Exercise instructions
Copy out, without any change, the lines in the records below that run from the line containing "comforter above? Mark it with a dot." through the last line of the records, including both ends.

#### Exercise data

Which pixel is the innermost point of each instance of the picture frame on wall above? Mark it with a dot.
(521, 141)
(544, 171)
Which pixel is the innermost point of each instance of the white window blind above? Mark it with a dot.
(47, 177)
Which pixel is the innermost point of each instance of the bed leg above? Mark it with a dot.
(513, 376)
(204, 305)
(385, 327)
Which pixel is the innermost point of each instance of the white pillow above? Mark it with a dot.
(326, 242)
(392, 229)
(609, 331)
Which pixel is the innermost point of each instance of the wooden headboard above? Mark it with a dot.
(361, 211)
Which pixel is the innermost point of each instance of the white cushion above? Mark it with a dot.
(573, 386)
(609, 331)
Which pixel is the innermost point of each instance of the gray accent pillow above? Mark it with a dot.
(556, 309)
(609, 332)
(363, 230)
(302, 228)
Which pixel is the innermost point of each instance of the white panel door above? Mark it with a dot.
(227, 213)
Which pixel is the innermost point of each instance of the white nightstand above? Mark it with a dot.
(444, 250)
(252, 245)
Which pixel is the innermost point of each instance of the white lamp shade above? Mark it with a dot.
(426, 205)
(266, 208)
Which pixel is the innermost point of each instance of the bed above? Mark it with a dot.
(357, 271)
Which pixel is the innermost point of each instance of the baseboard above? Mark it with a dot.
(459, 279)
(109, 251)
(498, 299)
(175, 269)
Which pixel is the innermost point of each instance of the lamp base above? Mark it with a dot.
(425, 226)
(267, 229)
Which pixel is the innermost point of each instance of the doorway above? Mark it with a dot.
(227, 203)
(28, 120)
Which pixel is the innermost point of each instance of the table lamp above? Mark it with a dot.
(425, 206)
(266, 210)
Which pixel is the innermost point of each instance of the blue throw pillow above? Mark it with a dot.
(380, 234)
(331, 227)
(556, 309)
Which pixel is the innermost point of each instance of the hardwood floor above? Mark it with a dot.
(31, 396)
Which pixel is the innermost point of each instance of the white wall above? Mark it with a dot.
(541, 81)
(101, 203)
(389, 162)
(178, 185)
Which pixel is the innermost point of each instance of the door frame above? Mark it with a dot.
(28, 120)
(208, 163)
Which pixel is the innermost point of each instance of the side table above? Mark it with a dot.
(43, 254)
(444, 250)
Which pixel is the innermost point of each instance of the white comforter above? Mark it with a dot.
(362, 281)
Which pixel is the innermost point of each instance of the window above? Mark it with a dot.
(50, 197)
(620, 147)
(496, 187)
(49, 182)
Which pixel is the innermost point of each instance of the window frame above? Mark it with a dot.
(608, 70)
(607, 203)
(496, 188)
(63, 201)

########

Completed exercise
Which pixel is the innermost point of each instance of the white comforter above? Mark it with a dot.
(362, 281)
Which pixel is the innermost point of each instance of the window above? Mark it with a dot.
(50, 197)
(620, 147)
(496, 187)
(49, 182)
Which pixel is the innermost point of each instance of the window frame above? Mark it with a dot.
(608, 70)
(607, 203)
(496, 188)
(63, 201)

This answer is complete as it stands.